# [Records to process]

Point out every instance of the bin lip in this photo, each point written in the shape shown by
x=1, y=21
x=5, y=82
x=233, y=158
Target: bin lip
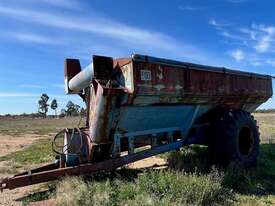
x=188, y=65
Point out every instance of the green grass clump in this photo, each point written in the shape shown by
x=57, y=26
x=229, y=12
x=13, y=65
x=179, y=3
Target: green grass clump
x=39, y=152
x=150, y=188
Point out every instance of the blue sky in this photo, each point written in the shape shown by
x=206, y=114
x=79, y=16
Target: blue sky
x=36, y=37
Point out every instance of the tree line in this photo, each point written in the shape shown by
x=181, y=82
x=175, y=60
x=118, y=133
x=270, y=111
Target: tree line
x=70, y=110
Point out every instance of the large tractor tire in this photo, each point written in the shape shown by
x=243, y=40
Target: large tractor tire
x=234, y=138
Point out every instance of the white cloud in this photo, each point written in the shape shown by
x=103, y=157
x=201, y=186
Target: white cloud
x=61, y=3
x=30, y=86
x=32, y=38
x=218, y=25
x=237, y=54
x=190, y=8
x=97, y=26
x=263, y=44
x=271, y=62
x=237, y=1
x=125, y=35
x=17, y=94
x=59, y=86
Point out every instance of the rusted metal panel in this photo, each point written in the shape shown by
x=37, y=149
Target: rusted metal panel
x=169, y=84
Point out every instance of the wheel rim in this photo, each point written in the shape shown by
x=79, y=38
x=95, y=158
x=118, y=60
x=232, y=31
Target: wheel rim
x=246, y=141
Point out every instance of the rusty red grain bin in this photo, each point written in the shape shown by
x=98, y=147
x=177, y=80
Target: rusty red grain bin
x=165, y=104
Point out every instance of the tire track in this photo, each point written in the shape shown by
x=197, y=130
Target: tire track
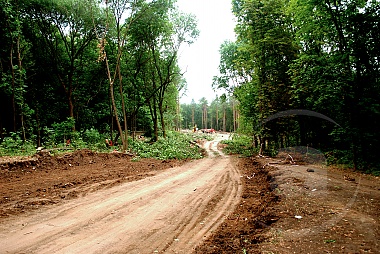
x=170, y=212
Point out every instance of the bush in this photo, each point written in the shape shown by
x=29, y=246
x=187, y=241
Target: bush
x=175, y=146
x=14, y=145
x=239, y=144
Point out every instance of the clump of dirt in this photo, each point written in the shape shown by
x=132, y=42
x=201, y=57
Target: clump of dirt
x=290, y=207
x=43, y=179
x=243, y=230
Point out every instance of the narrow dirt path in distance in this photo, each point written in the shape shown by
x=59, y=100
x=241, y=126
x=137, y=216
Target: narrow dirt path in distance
x=171, y=211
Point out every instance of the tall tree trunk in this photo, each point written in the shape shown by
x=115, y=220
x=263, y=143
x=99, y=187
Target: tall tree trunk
x=217, y=118
x=125, y=143
x=224, y=118
x=161, y=110
x=192, y=117
x=114, y=103
x=13, y=90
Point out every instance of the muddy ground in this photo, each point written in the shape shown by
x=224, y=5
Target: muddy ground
x=284, y=207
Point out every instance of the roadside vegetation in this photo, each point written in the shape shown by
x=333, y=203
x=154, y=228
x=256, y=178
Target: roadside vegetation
x=62, y=138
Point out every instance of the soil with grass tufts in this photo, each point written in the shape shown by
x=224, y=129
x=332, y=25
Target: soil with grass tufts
x=214, y=205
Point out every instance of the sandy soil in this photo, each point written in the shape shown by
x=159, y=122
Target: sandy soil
x=171, y=211
x=106, y=203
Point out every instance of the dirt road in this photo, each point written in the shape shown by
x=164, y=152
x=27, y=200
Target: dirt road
x=171, y=211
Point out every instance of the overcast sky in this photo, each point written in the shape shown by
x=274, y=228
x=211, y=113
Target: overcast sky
x=201, y=59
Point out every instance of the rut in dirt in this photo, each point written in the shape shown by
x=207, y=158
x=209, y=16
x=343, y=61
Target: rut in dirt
x=171, y=211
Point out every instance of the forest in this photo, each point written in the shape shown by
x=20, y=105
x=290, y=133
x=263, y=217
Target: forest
x=71, y=66
x=109, y=68
x=315, y=55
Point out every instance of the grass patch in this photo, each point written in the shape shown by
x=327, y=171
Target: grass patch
x=239, y=144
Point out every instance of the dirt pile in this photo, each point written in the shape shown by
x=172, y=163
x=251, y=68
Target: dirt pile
x=43, y=179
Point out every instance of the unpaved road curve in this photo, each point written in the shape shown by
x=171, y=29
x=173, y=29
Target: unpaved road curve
x=172, y=212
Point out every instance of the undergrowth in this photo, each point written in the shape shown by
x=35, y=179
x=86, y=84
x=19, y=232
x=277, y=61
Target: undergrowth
x=174, y=146
x=239, y=144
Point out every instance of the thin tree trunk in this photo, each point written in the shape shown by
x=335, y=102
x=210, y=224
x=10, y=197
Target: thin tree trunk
x=13, y=90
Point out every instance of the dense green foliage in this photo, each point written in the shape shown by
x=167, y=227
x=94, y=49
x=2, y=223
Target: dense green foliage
x=109, y=66
x=240, y=144
x=175, y=146
x=321, y=56
x=221, y=114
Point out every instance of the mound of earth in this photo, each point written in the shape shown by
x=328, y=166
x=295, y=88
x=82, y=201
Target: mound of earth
x=31, y=182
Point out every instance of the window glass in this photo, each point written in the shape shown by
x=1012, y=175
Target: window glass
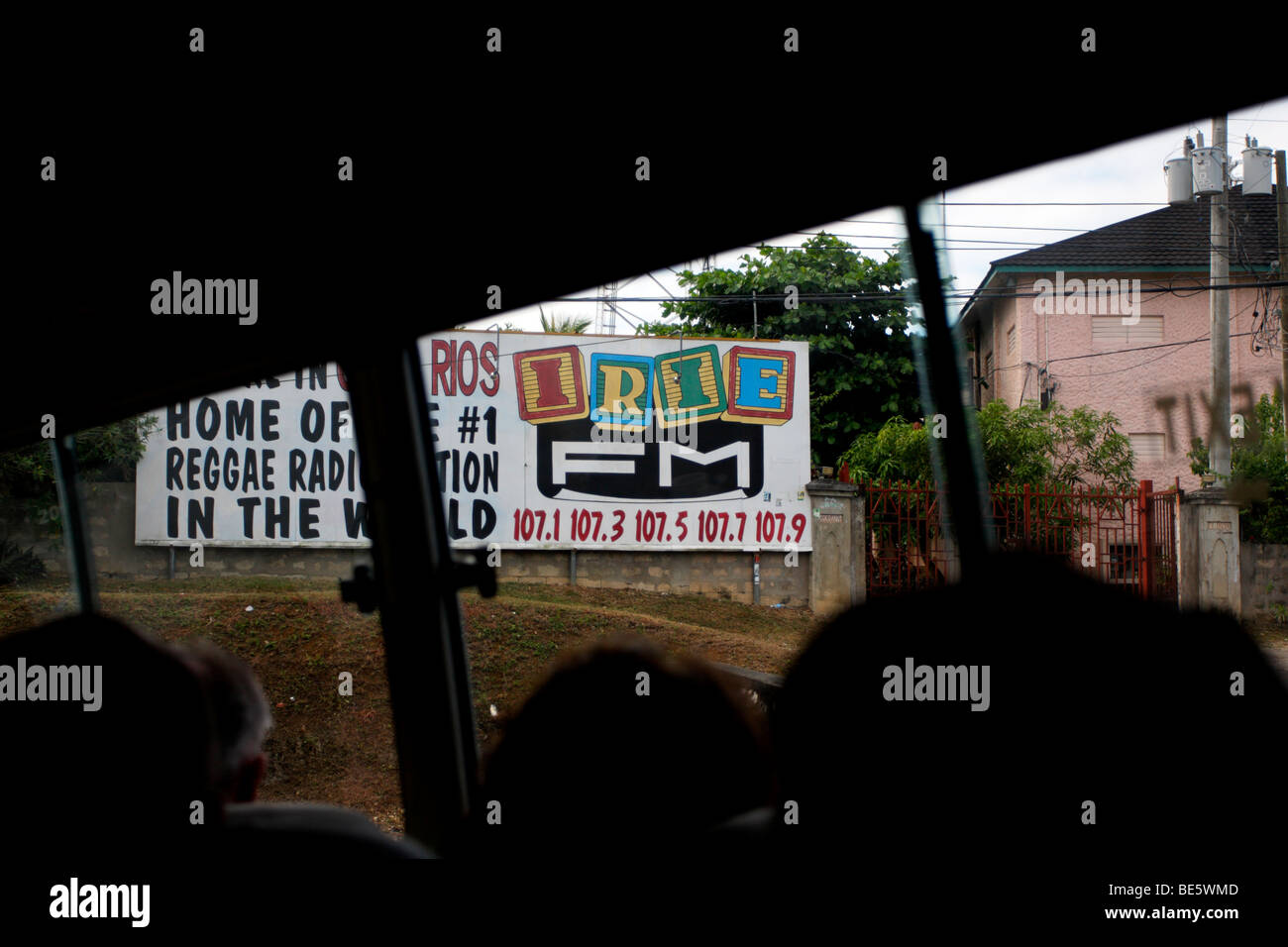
x=230, y=519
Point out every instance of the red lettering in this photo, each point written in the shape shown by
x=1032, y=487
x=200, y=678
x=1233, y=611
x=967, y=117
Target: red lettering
x=442, y=357
x=460, y=368
x=488, y=364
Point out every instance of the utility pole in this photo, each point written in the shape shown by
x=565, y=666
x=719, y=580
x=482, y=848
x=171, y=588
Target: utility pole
x=1219, y=305
x=1282, y=201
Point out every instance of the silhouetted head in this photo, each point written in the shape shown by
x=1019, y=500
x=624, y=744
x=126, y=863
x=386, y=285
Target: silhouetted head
x=623, y=748
x=240, y=714
x=110, y=745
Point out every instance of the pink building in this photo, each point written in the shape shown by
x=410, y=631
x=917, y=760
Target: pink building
x=1089, y=348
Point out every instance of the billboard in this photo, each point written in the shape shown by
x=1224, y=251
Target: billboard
x=540, y=442
x=270, y=464
x=613, y=442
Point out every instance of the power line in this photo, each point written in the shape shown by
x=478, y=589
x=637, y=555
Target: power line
x=1056, y=204
x=897, y=294
x=986, y=227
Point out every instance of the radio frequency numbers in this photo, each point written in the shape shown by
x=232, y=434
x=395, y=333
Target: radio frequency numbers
x=656, y=526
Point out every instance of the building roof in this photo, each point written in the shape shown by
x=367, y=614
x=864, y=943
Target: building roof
x=1168, y=239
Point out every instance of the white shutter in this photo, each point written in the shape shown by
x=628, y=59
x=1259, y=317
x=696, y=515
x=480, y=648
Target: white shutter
x=1111, y=330
x=1149, y=446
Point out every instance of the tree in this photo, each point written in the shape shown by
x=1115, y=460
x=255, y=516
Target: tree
x=861, y=355
x=1258, y=474
x=1028, y=445
x=102, y=454
x=565, y=324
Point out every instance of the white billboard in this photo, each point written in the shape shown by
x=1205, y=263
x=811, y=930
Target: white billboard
x=270, y=464
x=540, y=442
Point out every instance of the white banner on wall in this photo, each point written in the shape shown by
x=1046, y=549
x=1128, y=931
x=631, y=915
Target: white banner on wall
x=540, y=441
x=270, y=464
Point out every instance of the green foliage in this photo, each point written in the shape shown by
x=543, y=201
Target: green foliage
x=1078, y=449
x=565, y=324
x=658, y=328
x=861, y=355
x=102, y=454
x=1258, y=472
x=18, y=565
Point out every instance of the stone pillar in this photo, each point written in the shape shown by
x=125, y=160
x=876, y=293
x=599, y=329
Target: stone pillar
x=837, y=567
x=1209, y=565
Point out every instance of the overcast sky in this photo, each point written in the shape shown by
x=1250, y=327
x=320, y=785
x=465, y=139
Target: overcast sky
x=1128, y=171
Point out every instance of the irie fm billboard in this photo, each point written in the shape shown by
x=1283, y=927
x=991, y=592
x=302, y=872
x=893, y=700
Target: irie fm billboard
x=540, y=442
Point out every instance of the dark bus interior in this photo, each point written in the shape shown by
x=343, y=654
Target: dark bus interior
x=476, y=174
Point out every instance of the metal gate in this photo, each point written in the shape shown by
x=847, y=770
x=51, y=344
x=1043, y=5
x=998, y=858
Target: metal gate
x=1124, y=539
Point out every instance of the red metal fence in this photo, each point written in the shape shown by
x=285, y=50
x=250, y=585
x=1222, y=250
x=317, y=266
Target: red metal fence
x=1125, y=539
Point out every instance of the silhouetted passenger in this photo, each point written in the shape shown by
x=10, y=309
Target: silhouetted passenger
x=1108, y=728
x=241, y=718
x=106, y=742
x=592, y=762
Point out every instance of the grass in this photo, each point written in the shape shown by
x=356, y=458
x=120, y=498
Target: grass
x=299, y=637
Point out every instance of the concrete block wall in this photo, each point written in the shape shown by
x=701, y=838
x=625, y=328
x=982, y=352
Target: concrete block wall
x=1263, y=571
x=110, y=509
x=717, y=574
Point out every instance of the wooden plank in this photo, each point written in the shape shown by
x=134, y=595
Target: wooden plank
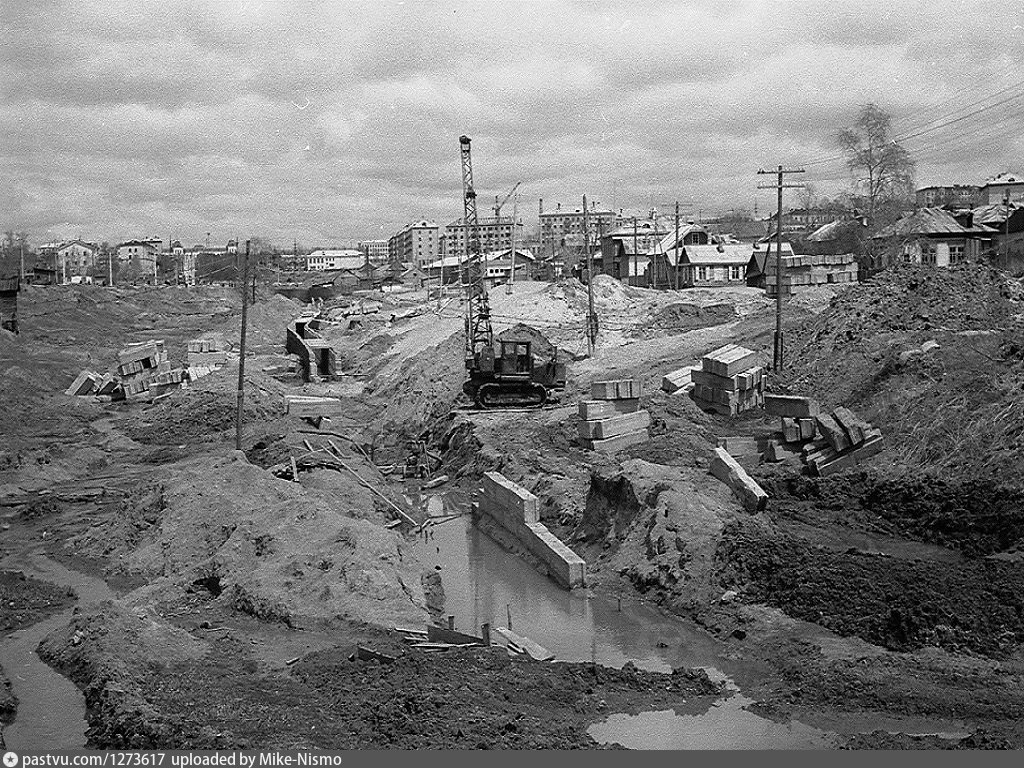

# [Problem requirements]
Please rewrite the listing above, starting with the line containing "Point out every instance of the white billboard" and going on through the line containing "x=1128, y=171", keeping every line in that span. Shift each x and y value in the answer coordinates by -36, and leave all other numbers unchanged.

# [Full solution]
Point out every instance of the white billboard in this photo, each point written in the shape shown by
x=1205, y=263
x=811, y=930
Target: white billboard
x=234, y=428
x=504, y=406
Point out every instance of the white banner on wall in this photo, each point written in the shape shown by
x=1046, y=549
x=1128, y=931
x=631, y=915
Target: white banner on wall
x=504, y=405
x=234, y=428
Point out every instance of the green foliage in this photo, each point written in the shape shown by
x=543, y=201
Target: green foliage
x=1042, y=413
x=529, y=288
x=622, y=292
x=825, y=319
x=66, y=418
x=1222, y=436
x=-18, y=529
Point out every instance of the stone pillar in this photo, each point written in the shape shown by
x=125, y=160
x=876, y=293
x=599, y=329
Target: stone pillar
x=801, y=531
x=1173, y=529
Point out every instance of the overcast sky in this photo, each point written in the shape shown by
x=1250, y=327
x=320, y=785
x=465, y=139
Target: overcast sky
x=1092, y=135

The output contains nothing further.